>> begin
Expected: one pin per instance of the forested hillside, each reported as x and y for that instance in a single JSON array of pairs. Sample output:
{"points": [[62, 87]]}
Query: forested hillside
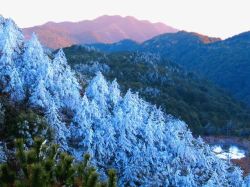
{"points": [[207, 109], [224, 62], [145, 146]]}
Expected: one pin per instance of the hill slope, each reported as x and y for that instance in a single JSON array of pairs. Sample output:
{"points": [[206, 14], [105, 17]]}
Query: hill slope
{"points": [[226, 62], [146, 146], [105, 29], [207, 109]]}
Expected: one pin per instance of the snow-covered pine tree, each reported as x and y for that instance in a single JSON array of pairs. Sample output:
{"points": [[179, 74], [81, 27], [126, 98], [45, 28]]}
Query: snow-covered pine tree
{"points": [[63, 83], [10, 42]]}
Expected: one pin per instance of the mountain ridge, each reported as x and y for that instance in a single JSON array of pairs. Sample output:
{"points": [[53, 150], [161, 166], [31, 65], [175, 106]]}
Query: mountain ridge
{"points": [[224, 62]]}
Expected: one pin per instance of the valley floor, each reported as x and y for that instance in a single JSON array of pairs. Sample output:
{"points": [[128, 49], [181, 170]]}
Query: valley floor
{"points": [[244, 163]]}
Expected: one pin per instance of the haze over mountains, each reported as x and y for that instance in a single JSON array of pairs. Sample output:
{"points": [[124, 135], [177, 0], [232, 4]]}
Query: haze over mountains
{"points": [[104, 29]]}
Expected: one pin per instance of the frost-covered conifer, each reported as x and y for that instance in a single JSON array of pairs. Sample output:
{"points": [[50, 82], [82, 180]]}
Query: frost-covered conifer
{"points": [[11, 40], [63, 83]]}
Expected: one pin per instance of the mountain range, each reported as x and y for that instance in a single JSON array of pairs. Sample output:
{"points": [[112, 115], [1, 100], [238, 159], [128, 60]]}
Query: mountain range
{"points": [[41, 97], [207, 109], [105, 29], [224, 62]]}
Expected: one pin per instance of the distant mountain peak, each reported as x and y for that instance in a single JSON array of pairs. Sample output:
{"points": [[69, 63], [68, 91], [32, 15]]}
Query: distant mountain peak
{"points": [[103, 29]]}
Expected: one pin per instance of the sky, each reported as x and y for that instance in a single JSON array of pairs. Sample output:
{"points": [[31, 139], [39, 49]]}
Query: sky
{"points": [[219, 18]]}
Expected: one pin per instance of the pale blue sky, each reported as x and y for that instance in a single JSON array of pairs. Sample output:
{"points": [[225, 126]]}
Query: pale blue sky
{"points": [[222, 18]]}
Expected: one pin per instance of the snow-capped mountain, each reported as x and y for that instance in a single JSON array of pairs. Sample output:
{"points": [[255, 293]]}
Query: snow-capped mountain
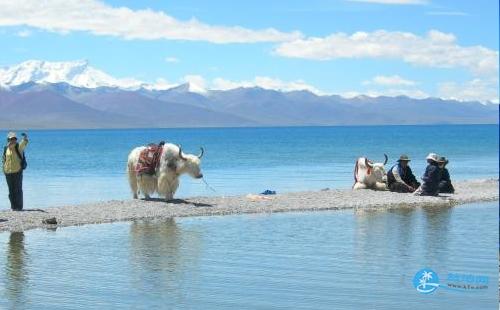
{"points": [[75, 73]]}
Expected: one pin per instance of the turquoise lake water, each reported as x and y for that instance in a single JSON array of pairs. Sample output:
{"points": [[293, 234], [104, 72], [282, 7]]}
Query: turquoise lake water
{"points": [[79, 166], [316, 260]]}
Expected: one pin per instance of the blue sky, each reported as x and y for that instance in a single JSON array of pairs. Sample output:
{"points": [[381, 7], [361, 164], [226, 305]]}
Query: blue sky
{"points": [[419, 48]]}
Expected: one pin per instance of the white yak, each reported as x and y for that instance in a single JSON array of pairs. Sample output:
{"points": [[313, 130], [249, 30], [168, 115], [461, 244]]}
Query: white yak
{"points": [[368, 174], [165, 181]]}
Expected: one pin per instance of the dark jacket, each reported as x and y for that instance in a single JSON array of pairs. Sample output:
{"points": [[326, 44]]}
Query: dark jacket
{"points": [[445, 185], [445, 175], [431, 179], [405, 173]]}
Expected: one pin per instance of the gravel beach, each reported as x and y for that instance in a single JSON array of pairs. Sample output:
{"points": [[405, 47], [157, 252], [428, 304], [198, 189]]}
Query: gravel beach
{"points": [[326, 199]]}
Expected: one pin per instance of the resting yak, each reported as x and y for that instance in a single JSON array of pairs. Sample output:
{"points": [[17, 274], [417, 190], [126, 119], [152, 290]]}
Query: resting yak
{"points": [[368, 174], [165, 179]]}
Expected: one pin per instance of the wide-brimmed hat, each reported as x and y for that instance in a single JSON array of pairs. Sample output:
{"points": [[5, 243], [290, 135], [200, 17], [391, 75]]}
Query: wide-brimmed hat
{"points": [[11, 135], [404, 157], [442, 160], [433, 157]]}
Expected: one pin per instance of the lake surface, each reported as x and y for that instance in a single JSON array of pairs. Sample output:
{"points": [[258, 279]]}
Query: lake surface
{"points": [[79, 166], [316, 260]]}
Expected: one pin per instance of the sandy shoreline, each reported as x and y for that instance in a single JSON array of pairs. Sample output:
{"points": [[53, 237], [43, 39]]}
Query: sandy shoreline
{"points": [[332, 199]]}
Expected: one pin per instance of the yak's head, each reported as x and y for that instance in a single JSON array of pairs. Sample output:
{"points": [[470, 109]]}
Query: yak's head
{"points": [[377, 169], [180, 163]]}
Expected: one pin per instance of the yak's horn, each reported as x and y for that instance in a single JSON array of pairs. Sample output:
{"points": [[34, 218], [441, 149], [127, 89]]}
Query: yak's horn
{"points": [[202, 151], [180, 153]]}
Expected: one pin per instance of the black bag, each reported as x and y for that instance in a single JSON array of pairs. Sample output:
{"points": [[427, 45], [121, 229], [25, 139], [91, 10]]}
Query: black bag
{"points": [[24, 164]]}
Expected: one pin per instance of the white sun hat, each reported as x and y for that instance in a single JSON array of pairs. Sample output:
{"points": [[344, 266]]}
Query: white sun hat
{"points": [[433, 157]]}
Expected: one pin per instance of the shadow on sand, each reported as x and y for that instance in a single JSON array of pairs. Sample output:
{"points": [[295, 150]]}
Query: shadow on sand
{"points": [[179, 201]]}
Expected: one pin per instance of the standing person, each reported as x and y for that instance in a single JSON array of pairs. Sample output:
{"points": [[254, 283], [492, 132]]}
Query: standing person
{"points": [[445, 185], [13, 165], [400, 178], [432, 175]]}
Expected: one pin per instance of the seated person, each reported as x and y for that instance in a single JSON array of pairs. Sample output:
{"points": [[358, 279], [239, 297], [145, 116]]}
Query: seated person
{"points": [[400, 178], [445, 185], [431, 177]]}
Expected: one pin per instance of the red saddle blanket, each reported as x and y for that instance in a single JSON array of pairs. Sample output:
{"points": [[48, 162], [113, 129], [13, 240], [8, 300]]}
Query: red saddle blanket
{"points": [[149, 159]]}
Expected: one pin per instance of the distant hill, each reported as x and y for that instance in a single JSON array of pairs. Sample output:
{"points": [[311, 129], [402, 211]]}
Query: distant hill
{"points": [[61, 105]]}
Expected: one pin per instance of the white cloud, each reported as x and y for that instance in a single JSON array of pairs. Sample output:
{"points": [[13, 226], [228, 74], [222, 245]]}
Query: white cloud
{"points": [[475, 90], [436, 49], [23, 33], [171, 59], [392, 92], [197, 83], [266, 83], [447, 13], [405, 2], [99, 18], [393, 80]]}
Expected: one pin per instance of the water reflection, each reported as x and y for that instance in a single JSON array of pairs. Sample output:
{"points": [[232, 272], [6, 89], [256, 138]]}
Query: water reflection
{"points": [[436, 233], [163, 255], [16, 274], [405, 232]]}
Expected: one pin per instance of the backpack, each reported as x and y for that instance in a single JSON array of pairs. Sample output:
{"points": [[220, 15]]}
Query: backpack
{"points": [[24, 164]]}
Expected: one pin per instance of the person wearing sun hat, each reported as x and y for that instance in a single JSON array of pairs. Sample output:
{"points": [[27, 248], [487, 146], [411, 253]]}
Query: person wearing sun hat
{"points": [[432, 175], [13, 154], [400, 178], [445, 185]]}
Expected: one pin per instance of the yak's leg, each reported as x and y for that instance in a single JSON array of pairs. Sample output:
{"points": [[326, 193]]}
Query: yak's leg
{"points": [[359, 186], [380, 186], [133, 181]]}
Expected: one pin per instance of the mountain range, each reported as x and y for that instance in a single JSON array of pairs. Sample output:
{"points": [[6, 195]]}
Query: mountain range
{"points": [[74, 95]]}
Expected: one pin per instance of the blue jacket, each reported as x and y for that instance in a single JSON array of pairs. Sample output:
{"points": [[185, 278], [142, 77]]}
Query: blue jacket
{"points": [[431, 179], [405, 173]]}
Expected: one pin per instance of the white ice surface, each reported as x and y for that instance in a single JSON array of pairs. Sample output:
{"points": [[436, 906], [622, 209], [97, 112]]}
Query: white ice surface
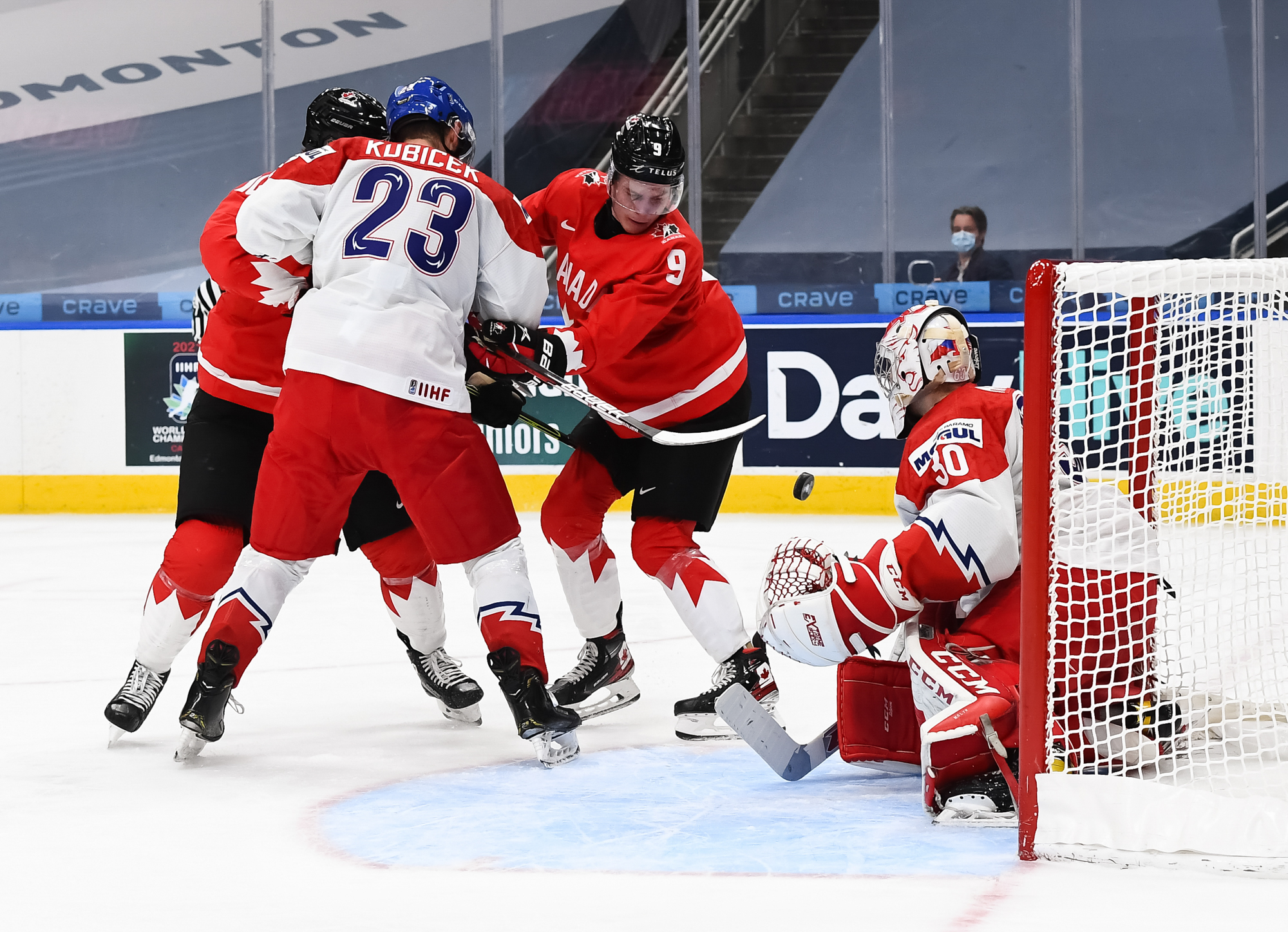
{"points": [[342, 800]]}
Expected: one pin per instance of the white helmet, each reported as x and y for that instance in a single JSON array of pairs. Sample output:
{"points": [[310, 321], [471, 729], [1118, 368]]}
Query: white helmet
{"points": [[924, 345]]}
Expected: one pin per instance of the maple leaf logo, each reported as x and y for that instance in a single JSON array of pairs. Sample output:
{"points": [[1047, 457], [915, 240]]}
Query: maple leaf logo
{"points": [[279, 285]]}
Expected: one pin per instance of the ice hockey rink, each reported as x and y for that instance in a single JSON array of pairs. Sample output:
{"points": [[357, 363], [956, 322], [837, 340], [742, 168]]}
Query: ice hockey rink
{"points": [[342, 799]]}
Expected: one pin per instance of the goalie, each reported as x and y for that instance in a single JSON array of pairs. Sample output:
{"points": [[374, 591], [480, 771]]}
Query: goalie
{"points": [[945, 591]]}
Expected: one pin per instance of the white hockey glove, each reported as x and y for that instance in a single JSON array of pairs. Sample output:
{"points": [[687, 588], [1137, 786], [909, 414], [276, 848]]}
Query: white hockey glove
{"points": [[203, 303], [821, 608]]}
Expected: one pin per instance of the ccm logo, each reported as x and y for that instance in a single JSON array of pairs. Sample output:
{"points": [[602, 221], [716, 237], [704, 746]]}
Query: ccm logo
{"points": [[964, 674], [812, 627]]}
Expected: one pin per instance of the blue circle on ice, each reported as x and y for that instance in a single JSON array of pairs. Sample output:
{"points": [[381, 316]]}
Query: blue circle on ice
{"points": [[667, 809]]}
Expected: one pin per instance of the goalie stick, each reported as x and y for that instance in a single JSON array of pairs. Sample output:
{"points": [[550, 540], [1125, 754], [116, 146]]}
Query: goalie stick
{"points": [[754, 725], [668, 438]]}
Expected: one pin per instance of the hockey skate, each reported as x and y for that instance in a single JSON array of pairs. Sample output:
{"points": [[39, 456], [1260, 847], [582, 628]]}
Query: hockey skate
{"points": [[601, 681], [203, 718], [133, 702], [696, 720], [983, 800], [552, 729], [457, 693]]}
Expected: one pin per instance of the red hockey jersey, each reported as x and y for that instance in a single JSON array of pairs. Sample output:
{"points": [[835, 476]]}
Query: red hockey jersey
{"points": [[240, 359], [650, 330]]}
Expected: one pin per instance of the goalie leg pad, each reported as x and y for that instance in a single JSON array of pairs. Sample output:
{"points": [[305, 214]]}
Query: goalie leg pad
{"points": [[256, 594], [410, 587], [954, 688], [573, 520], [876, 719]]}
>> end
Your objective:
From the line containing "Expected: one pin per instance of the red hockey" to the last line of the material, please quote every line exactly and only those.

Solution:
Expected: one pin per instance of the red hockey jersey, each reported as x and y for that instance in a single JSON array of pairs. Sample output:
{"points": [[835, 476]]}
Query: red hockey jersey
{"points": [[240, 359], [650, 330]]}
Expected: one pin per instance of the goalie leg pad, each reported as x and y for that instance in a single JSON array of pairs. Sample output:
{"points": [[305, 214]]}
Query: goalie leg pad
{"points": [[256, 594], [410, 587], [954, 688], [573, 520], [876, 719]]}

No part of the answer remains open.